Object point labels:
+---+

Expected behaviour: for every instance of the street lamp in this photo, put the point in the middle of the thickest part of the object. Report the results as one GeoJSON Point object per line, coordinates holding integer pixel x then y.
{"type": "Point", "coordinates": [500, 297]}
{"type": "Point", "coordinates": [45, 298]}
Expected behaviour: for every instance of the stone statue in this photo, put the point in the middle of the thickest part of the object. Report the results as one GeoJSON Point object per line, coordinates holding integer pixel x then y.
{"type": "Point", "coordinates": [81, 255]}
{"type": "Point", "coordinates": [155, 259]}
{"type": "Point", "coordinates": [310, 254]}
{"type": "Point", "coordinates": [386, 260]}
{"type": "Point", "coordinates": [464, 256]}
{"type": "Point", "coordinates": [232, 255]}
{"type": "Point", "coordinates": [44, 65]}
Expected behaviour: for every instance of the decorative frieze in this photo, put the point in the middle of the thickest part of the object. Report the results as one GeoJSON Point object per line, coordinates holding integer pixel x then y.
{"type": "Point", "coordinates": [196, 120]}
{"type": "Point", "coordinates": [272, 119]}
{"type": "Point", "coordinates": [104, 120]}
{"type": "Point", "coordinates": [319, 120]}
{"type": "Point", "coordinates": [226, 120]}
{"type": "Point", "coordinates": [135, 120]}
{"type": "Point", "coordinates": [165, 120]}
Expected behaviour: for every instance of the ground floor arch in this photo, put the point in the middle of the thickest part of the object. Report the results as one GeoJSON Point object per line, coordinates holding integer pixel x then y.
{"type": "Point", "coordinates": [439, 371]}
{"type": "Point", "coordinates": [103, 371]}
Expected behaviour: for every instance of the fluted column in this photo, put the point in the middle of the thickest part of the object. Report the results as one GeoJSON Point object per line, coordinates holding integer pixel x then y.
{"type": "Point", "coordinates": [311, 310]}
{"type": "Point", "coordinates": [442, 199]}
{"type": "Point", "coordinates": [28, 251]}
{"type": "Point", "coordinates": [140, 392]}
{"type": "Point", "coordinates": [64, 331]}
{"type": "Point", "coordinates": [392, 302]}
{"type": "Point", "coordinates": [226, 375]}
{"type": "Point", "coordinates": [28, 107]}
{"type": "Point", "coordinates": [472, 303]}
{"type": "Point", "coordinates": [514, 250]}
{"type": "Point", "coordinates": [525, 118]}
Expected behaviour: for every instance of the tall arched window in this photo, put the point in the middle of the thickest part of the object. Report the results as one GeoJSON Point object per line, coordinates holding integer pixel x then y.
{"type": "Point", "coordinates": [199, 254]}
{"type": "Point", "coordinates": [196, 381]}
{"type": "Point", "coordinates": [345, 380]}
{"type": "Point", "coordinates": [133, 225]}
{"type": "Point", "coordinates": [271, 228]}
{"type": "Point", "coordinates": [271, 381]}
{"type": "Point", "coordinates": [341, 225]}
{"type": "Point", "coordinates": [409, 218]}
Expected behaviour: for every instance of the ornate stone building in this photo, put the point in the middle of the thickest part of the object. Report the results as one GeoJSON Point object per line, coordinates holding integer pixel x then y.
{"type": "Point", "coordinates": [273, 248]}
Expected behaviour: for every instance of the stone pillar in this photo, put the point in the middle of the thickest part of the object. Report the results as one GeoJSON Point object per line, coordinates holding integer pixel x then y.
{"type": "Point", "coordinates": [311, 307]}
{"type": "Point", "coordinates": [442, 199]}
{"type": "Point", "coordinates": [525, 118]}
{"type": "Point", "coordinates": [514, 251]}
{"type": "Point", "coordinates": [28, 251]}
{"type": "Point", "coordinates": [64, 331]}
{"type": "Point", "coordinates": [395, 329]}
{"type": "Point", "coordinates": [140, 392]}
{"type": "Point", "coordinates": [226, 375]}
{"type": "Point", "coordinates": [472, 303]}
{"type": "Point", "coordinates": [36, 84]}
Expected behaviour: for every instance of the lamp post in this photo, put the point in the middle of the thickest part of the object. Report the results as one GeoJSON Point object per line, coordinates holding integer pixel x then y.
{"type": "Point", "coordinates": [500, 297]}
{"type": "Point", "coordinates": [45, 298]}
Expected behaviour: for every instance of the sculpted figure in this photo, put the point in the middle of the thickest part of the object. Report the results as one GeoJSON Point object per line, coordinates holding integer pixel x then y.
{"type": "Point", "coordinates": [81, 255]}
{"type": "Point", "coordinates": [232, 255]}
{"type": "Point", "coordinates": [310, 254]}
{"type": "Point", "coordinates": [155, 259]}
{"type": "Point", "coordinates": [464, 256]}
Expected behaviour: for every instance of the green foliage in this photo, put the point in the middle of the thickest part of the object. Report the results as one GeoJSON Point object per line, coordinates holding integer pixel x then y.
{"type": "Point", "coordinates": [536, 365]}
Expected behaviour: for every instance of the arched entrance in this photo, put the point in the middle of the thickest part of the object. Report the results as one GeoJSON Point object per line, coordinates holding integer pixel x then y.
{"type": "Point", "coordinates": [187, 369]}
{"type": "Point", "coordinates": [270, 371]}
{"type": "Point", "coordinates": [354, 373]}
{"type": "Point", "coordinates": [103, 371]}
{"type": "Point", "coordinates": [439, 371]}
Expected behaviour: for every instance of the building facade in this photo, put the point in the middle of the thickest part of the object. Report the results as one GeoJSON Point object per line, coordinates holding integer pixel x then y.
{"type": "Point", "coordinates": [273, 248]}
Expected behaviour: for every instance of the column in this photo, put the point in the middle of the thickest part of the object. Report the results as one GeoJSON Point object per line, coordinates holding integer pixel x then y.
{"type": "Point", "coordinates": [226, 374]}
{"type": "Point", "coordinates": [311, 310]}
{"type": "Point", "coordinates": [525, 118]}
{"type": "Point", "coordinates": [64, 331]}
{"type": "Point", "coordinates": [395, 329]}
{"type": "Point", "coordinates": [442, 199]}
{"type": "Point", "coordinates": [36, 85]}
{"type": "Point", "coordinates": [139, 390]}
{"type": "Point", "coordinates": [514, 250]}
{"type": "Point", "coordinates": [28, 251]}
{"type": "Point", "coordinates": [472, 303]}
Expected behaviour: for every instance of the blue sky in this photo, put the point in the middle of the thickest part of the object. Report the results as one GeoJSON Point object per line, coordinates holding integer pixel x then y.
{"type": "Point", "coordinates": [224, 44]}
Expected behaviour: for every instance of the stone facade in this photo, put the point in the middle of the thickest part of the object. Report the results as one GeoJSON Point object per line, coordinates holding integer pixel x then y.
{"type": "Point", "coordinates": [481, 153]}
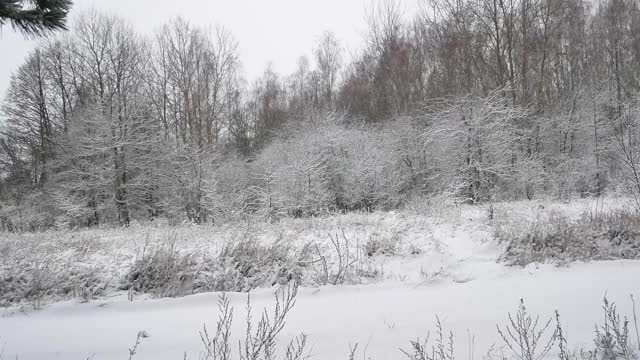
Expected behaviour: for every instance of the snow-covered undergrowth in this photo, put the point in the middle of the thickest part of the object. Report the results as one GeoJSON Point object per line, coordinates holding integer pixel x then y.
{"type": "Point", "coordinates": [377, 280]}
{"type": "Point", "coordinates": [427, 242]}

+---+

Problem: Leave the pictures out and reproduce all of the records exactly.

The completed task:
Expected behaviour: for every instance of the street lamp in this photo, put the point in the middle of the thickest part of the object. Report the results as one GeoJSON Point object per line, coordinates holding integer pixel x then y.
{"type": "Point", "coordinates": [500, 297]}
{"type": "Point", "coordinates": [45, 298]}
Expected behaviour: for every instance of the stone statue in this photo, put the point in the middle of the thickest part of the object. Report the results as one GeoJSON Point object per line, coordinates holding integer pixel x then y.
{"type": "Point", "coordinates": [81, 255]}
{"type": "Point", "coordinates": [155, 259]}
{"type": "Point", "coordinates": [310, 254]}
{"type": "Point", "coordinates": [386, 260]}
{"type": "Point", "coordinates": [464, 256]}
{"type": "Point", "coordinates": [232, 255]}
{"type": "Point", "coordinates": [44, 65]}
Expected behaviour: for every instance of the decorative frieze in this photo, put the point in the middle of the thickest part of the object. Report the results as one GeoJSON Point object per line, coordinates holding integer pixel x then y.
{"type": "Point", "coordinates": [196, 120]}
{"type": "Point", "coordinates": [272, 119]}
{"type": "Point", "coordinates": [104, 120]}
{"type": "Point", "coordinates": [319, 120]}
{"type": "Point", "coordinates": [226, 120]}
{"type": "Point", "coordinates": [135, 120]}
{"type": "Point", "coordinates": [165, 120]}
Expected behaviour: for every instance of the ground floor arch in this photo, put the point in the middle of the thickest part of the object. Report the results as one GeoJSON Point object per line, coordinates holding integer pixel x then y.
{"type": "Point", "coordinates": [439, 371]}
{"type": "Point", "coordinates": [103, 371]}
Expected behaviour: for every instance of the fluted column in this photo, put the point in the middle of the thickest part of the object. Report the results as one GeoJSON Point object per line, coordinates holding integer pixel x then y.
{"type": "Point", "coordinates": [311, 310]}
{"type": "Point", "coordinates": [442, 199]}
{"type": "Point", "coordinates": [28, 251]}
{"type": "Point", "coordinates": [140, 392]}
{"type": "Point", "coordinates": [64, 331]}
{"type": "Point", "coordinates": [392, 302]}
{"type": "Point", "coordinates": [226, 375]}
{"type": "Point", "coordinates": [28, 107]}
{"type": "Point", "coordinates": [472, 303]}
{"type": "Point", "coordinates": [514, 250]}
{"type": "Point", "coordinates": [525, 118]}
Expected behaviour: for every instance of the tall arched window in this photo, put the point in the middle of the thickest part of the object. Report the results as one GeoJSON Point object per line, coordinates holding integer pixel x then y.
{"type": "Point", "coordinates": [199, 254]}
{"type": "Point", "coordinates": [196, 381]}
{"type": "Point", "coordinates": [345, 380]}
{"type": "Point", "coordinates": [133, 225]}
{"type": "Point", "coordinates": [271, 228]}
{"type": "Point", "coordinates": [271, 381]}
{"type": "Point", "coordinates": [341, 225]}
{"type": "Point", "coordinates": [409, 218]}
Expected behaviour: for every instance of the ornate stone building in this photo, put the point in the middle of the thickest part of the object. Report the results as one GeoJSON Point object per line, coordinates holding integer pixel x then y.
{"type": "Point", "coordinates": [273, 248]}
Expected behaviour: for every instance of the stone pillar in this photo, put the point in the middle of the thickest part of the object. Report the results as one GeoJSON Point object per line, coordinates holding integer pixel x then y.
{"type": "Point", "coordinates": [311, 307]}
{"type": "Point", "coordinates": [442, 199]}
{"type": "Point", "coordinates": [525, 118]}
{"type": "Point", "coordinates": [514, 251]}
{"type": "Point", "coordinates": [28, 251]}
{"type": "Point", "coordinates": [64, 331]}
{"type": "Point", "coordinates": [395, 329]}
{"type": "Point", "coordinates": [140, 392]}
{"type": "Point", "coordinates": [226, 375]}
{"type": "Point", "coordinates": [472, 303]}
{"type": "Point", "coordinates": [36, 84]}
Expected behaviour: for every instance of the lamp post in this photo, put the point in the middle of the thickest part of the object. Report the results as one GeoJSON Point object per line, coordinates holding integer pixel x then y.
{"type": "Point", "coordinates": [500, 297]}
{"type": "Point", "coordinates": [45, 298]}
Expected behaviour: for every instance of the sculpted figure in this photo, put the point in the middle of the thickest part of the object. Report the results as one GeoJSON Point object per line, coordinates holding integer pixel x then y.
{"type": "Point", "coordinates": [81, 255]}
{"type": "Point", "coordinates": [232, 255]}
{"type": "Point", "coordinates": [310, 254]}
{"type": "Point", "coordinates": [155, 259]}
{"type": "Point", "coordinates": [464, 256]}
Expected behaviour: for every instance of the green foliage in this photo, put the point in the middle of the thickest part of the object. Report the results as one GeoJSON Point object per line, coordinates holding integer pixel x then y.
{"type": "Point", "coordinates": [536, 365]}
Expected behaviour: for every instance of the arched entrance in this photo, put the point in the middle of the thickest part of the object. Report the results as one GeoJSON Point object per line, coordinates holding integer pixel x then y.
{"type": "Point", "coordinates": [187, 369]}
{"type": "Point", "coordinates": [270, 371]}
{"type": "Point", "coordinates": [354, 373]}
{"type": "Point", "coordinates": [103, 371]}
{"type": "Point", "coordinates": [439, 371]}
Expected behaviour: for every instance of the building facade in this photo, put the point in the middle of the thickest part of the object. Report the results as one GeoJSON Point object per line, coordinates holding integer pixel x then y.
{"type": "Point", "coordinates": [273, 248]}
Expected behaviour: for every instance of the column in this photo, put the point in the middle of the thickest part of the object. Report the results as one GeoJSON Point object per line, coordinates holding integer pixel x then y.
{"type": "Point", "coordinates": [226, 374]}
{"type": "Point", "coordinates": [311, 310]}
{"type": "Point", "coordinates": [525, 118]}
{"type": "Point", "coordinates": [64, 331]}
{"type": "Point", "coordinates": [395, 329]}
{"type": "Point", "coordinates": [442, 199]}
{"type": "Point", "coordinates": [36, 85]}
{"type": "Point", "coordinates": [139, 390]}
{"type": "Point", "coordinates": [514, 250]}
{"type": "Point", "coordinates": [28, 251]}
{"type": "Point", "coordinates": [472, 303]}
Expected behaviour: for every instance of the blue sky in this photo, put the point in the middle of the thickest part of the object. Report the results as one GeoJSON Point object per line, coordinates holding integer pixel x then y.
{"type": "Point", "coordinates": [224, 44]}
Expected behaviour: for every instance of the stone facade in this photo, put the point in the middle of the thickest part of the object. Report the results as one GeoJSON Point object per line, coordinates holding integer pixel x then y.
{"type": "Point", "coordinates": [481, 153]}
Expected behaviour: for every instance of the snow-covered undergrowth in this photo, put the point in the middle of the thickest part of the object. Report the results as one GeoJSON Point object per line, coordinates holding integer pixel x then y.
{"type": "Point", "coordinates": [377, 280]}
{"type": "Point", "coordinates": [427, 242]}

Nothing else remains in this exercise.